[Saved data entries]
= Beginning of Section =
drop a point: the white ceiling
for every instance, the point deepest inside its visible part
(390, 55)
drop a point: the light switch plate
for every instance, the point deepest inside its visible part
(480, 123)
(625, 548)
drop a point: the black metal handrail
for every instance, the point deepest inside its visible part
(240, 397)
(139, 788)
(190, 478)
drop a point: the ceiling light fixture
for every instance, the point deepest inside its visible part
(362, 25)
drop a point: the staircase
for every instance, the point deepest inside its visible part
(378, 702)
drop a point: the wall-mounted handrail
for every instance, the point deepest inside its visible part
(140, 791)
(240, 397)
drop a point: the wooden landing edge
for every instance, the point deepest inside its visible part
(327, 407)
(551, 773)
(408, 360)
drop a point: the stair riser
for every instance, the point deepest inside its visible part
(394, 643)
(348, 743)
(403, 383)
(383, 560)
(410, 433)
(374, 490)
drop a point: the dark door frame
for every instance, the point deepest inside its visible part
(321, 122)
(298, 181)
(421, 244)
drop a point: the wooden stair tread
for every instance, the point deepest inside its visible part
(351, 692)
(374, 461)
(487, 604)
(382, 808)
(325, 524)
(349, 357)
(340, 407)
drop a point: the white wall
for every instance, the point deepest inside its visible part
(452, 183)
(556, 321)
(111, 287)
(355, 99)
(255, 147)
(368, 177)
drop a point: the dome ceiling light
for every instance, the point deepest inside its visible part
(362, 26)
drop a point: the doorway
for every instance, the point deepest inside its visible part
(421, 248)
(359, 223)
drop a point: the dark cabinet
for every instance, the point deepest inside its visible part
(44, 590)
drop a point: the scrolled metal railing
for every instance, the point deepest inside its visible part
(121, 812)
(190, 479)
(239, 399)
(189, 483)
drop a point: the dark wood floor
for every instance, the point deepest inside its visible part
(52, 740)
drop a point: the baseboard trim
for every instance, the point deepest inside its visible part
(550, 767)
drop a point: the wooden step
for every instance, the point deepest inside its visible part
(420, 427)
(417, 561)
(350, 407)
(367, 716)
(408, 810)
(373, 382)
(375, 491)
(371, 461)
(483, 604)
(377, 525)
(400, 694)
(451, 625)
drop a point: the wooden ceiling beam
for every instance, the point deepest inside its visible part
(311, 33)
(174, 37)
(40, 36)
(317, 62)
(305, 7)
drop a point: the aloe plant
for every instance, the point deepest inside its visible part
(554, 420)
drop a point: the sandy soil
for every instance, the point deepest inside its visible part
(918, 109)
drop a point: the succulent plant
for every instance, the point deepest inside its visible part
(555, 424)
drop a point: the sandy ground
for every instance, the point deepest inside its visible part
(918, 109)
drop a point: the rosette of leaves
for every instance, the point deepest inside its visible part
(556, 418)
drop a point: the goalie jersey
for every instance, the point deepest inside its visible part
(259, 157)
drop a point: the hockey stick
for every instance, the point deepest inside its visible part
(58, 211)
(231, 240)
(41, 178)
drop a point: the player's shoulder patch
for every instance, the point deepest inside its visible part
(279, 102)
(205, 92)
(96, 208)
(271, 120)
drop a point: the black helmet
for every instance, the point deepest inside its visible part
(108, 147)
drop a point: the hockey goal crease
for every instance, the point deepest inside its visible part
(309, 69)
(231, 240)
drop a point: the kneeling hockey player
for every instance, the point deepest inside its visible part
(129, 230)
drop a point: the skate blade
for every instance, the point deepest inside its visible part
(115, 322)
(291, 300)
= End of Section =
PROBLEM TO WORK ON: Look above for every line with the word "ceiling" and copy it.

TASK OUTPUT:
drop a point: the white ceiling
drop a point: the ceiling light fixture
drop a point: the dome ceiling light
drop a point: the wooden ceiling beam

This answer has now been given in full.